### [選文]

----

李軍 | 《吳蔭培日記》所見二三事

《吳蔭培日記》,潘振方整理,鳳凰出版社,2023年7月。吳蔭培(1851-1931),字樹百,號穎芝、雲庵,吳縣(今江蘇蘇州)人。光緒十六年獲殿試一甲第三名進士,探花,授編修。歷為福建鄉試副考官,會試、順天鄉試同考 官。京外官曆任廉州、潮州、鎮遠知府。三十二年自費到日本考察。辛亥革命後,退歸故里。其工書畫,善詩詞,聲名頗著,著有《岳雲庵詩文稿》等。

毫不謙虛地說,對於《吳蔭培日記》,我相當熟悉。到蘇州博物館工作之前,我便知有此日記,2011年進館後,陸續將館藏稿本日記掃描,先後參與編成《蘇州博物館藏晚清名人日記稿本叢刊》(主要是蘇州“貴潘”家族日記)、《蘇州博物館藏近代名人日記稿本叢刊》(館藏其餘近三十種日記稿本)二種影印出版,均親歷其事。不過由於個性疏懶,至2023年冬鳳凰出版社的《吳蔭培日記》整理本面世,才真正將此書草草通讀一過。於我而言,此書有兩個遺憾:一是稿本原來數十年不間斷,歷經離亂,僅存光緒末年十冊,且有破損,內容早已殘缺不全;二是整理本雖便閱讀,但訛誤之處不少,難免使這十冊內容又失色不少。關於該日記的史料價值,潘振方在整理本前言中已作揭示,在此僅就讀書所見二三小事,略作補充。

一、“知味者”吳蔭培

清末的蘇州名人,不少留有日記,不少也是吃貨,如京師名菜“潘魚”據說與潘祖蔭有關,但《潘祖蔭日記》簡略至極,基本不談國是,更別說吃食了,倒是他在家書里,一直讓蘇州的家人源源不斷地寄各種食物、藥物。相較而言,吳蔭培是既會吃,還會製作,也樂於記錄這一切。

----

### [任務說明]
根據選文,吳蔭培在光緒十六年殿試中考取了什麼名次?

(指點資料集摘錄)
----

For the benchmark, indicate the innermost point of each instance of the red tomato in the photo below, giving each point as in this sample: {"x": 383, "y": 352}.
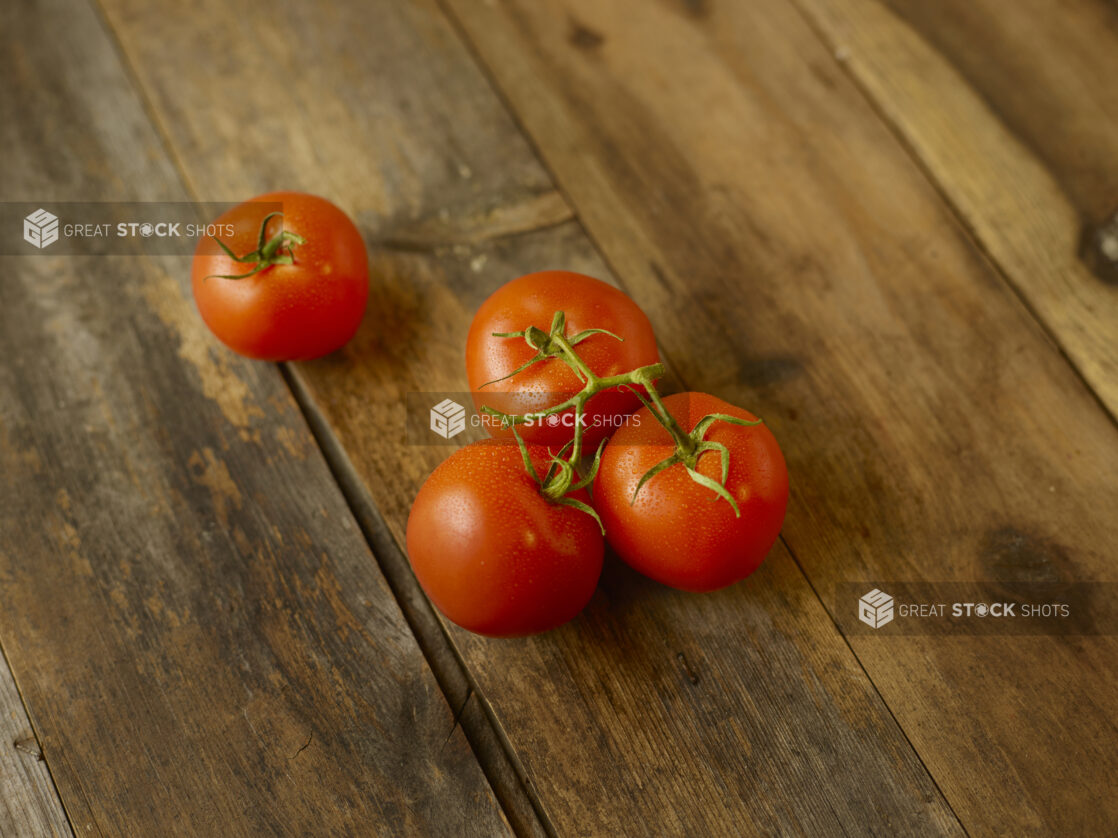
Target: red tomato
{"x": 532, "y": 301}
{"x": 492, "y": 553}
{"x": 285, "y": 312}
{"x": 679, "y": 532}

----

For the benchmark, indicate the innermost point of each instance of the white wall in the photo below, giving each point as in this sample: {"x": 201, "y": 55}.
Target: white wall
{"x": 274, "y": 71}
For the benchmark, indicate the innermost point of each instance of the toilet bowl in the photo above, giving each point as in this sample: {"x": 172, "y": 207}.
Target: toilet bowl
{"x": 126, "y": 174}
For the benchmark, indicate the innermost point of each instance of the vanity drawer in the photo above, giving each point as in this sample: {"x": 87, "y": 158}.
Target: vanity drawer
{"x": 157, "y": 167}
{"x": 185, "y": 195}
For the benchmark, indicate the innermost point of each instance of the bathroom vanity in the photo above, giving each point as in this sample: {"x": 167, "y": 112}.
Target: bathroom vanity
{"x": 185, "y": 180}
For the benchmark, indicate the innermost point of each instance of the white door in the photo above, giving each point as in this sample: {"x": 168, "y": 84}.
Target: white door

----

### [參考答案]
一甲第三名進士,即探花。